Tugas Anda →
a: Tentukan apakah setiap pernyataan berikut sesuai dengan bacaan tentang pembaruan fiqh, lalu jawab ya atau tidak disertai kutipan kata-kata bacaan yang menentukannya: (i) Ulama klasik banyak membahas perburuhan dalam kitab fiqh. (ii) Beberapa tulisan tentang perburuhan di Indonesia muncul menjelang Muktamar NU di Lirboyo. (iii) Dalam fiqh klasik yang dikaji di pesantren, persoalan buruh hanya masuk ke bab aajir.
b: Ringkas paragraf dalam bacaan tentang pembaruan fiqh yang diawali "Hal itu hanya bisa dicapai" menjadi daftar pendek tanpa menghilangkan fakta utamanya.

Bacaan →
*-*-*

Sabtu, 27 Oktober 2007

PERLU TERUS PEMBAHARUAN FIQH

SELAMA ini perburuhan tidak mendapatkan perhatian ulama-ulama klasik dalam kitab fiqh karena dulu itu budak—sekarang disebut buruh—belum menjadi satu kekuatan yang bisa mempengaruhi kebijakan publik. Tapi untuk ulama yang sekarang atau paling tidak yang ualama yang muncul pada akhir abad ke-19, semestinya sudah mengkaji lebih jauh soal perburuhan. Karena disamping buruh sudah menjadi kekuatan, di sisi lain buruh merupakan kelas sosial terendah dlam strata masyarakat. Lebih jauh berdasarkan deklarasi PBB perbudakan sudah tidak ada, manusia di dunia merdeka semua.
Karena itu, sesuai kaidah taghoyyuru al-ahkam lil taghoyyiri al-‘illah atau al hukmu yaduuru ma’a ‘illatihi, penafsiran roqobah (budak0 dalam Al Qur’an harus ditafsiri secara subtantif, begitu juga budak dalam Hadist dan kitab-kitab klasik. Jadi budak itu adalah buruh dan harus ada upaya untuk membebaskan buruh.
Hal itu hanya bisa dicapai dengan terobosan. Artinya fiqh itu harus ada dekonstruksi dan rekonstruksi. Selama ini belum banyak ulama-ulama kita yang melakukan itu, kecuali hanya repitisi atau naqlu al-aqwal (mengutip pendapat) tanpa disertai dengan latar belakang; kenapa pendapat itu muncul, kapan kitab itu ditulis, saat pemerintahan siapa, dan kondisi Islam saat itu bagaimana? Sehingga tidak salah bila orang berkata bawha kita ini hanya melakukan al-muhafadzah ‘ala qodimi al-sholih saja, tanpa al-akhdzu bi al-jadidi al-aslah. Ironisnya ini kita diamkan sejak zaman KH. Hasyim Asy’ari hingga hari ini.
Memang sebelumnya sudah ada bebrapa tulisan yang mencoba membahas soal perburuhan di Indonesia, tepatnya menjelang Muktamar NU di Lirboyo. Tetapi hanya sebagian kecil, cuma percikan-percikan kecil dan itu belum menjadi acuan materi fiqh yang diajarkan di sekolah-sekolah atau pesantren. Dan jika kita lihat fiqh-fiqh klasik yang dikaji di banyak pesantren, hampir tidak ada fiqh yang khusu mengkaji persoalan buruh ini, kecuali hanya masuk ke bab aajir. Misalkan mengutip Hadist, bayarlah pekerja itu sebelum keringatnya kering. Masih sangat normatif sekali, dan bukan padapembahasan yang lebih jauh.

*-*-*

Cuplikan Data →
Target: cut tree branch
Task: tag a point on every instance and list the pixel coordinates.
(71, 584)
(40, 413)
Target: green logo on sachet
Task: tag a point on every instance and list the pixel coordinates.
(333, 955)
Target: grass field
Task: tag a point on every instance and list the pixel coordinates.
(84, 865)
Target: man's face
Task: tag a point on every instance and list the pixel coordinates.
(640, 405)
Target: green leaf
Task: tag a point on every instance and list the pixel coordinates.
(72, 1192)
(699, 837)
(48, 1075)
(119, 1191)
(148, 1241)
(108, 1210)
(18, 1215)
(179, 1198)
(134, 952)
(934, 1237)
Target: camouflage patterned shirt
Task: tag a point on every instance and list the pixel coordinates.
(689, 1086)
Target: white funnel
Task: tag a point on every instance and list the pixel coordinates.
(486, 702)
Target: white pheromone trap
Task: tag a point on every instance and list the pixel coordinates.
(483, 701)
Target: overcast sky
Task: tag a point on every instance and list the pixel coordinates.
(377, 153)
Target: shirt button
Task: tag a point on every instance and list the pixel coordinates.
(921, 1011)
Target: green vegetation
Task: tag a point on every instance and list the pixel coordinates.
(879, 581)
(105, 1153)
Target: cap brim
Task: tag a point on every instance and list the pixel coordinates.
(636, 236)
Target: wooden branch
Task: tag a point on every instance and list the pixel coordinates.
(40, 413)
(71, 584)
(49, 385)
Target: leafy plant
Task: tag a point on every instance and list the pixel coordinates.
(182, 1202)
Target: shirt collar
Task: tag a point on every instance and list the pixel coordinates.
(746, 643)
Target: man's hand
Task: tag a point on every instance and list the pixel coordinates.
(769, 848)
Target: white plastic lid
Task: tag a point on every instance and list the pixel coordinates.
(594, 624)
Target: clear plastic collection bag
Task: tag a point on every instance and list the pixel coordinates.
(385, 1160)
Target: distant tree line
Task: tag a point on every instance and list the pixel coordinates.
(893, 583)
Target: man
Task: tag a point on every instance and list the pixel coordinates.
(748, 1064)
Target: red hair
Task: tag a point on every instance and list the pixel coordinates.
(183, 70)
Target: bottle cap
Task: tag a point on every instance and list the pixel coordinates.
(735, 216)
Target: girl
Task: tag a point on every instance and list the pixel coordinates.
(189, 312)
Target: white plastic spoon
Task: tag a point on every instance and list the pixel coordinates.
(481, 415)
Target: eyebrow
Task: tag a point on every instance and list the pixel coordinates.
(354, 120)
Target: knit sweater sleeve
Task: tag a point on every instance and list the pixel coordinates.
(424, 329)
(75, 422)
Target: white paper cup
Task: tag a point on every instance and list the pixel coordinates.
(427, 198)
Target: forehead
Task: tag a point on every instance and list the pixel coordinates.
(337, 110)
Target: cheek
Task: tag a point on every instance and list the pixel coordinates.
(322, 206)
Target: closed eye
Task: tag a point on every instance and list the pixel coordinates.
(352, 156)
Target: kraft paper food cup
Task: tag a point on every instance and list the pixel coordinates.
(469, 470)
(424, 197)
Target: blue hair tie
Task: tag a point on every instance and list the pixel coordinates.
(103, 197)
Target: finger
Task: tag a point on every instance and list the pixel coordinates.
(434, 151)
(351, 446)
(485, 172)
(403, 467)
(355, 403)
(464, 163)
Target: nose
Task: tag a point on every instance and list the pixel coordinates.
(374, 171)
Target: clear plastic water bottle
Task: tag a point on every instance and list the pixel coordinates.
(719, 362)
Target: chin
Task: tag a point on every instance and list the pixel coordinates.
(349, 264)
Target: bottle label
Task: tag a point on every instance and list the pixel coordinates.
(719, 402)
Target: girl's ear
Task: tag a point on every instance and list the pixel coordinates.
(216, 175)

*-*-*

Hasil Latihan →
a:
(i) Tidak: "perburuhan tidak mendapatkan perhatian ulama-ulama klasik dalam kitab fiqh"
(ii) Ya: "tepatnya menjelang Muktamar NU di Lirboyo"
(iii) Ya: "hampir tidak ada fiqh yang khusu mengkaji persoalan buruh ini, kecuali hanya masuk ke bab aajir"

b:
- Hal itu hanya bisa dicapai dengan terobosan, yaitu dekonstruksi dan rekonstruksi fiqh.
- Belum banyak ulama yang melakukannya. Kebanyakan hanya mengulang atau mengutip pendapat (naqlu al-aqwal) tanpa menjelaskan latar belakangnya: mengapa pendapat itu muncul, kapan kitabnya ditulis, di bawah pemerintahan siapa, dan bagaimana kondisi Islam saat itu.
- Karena itu, wajar bila orang menilai kita hanya menjalankan al-muhafadzah 'ala qodimi al-sholih tanpa al-akhdzu bi al-jadidi al-aslah.
- Ironisnya, keadaan ini dibiarkan sejak zaman KH. Hasyim Asy'ari hingga sekarang.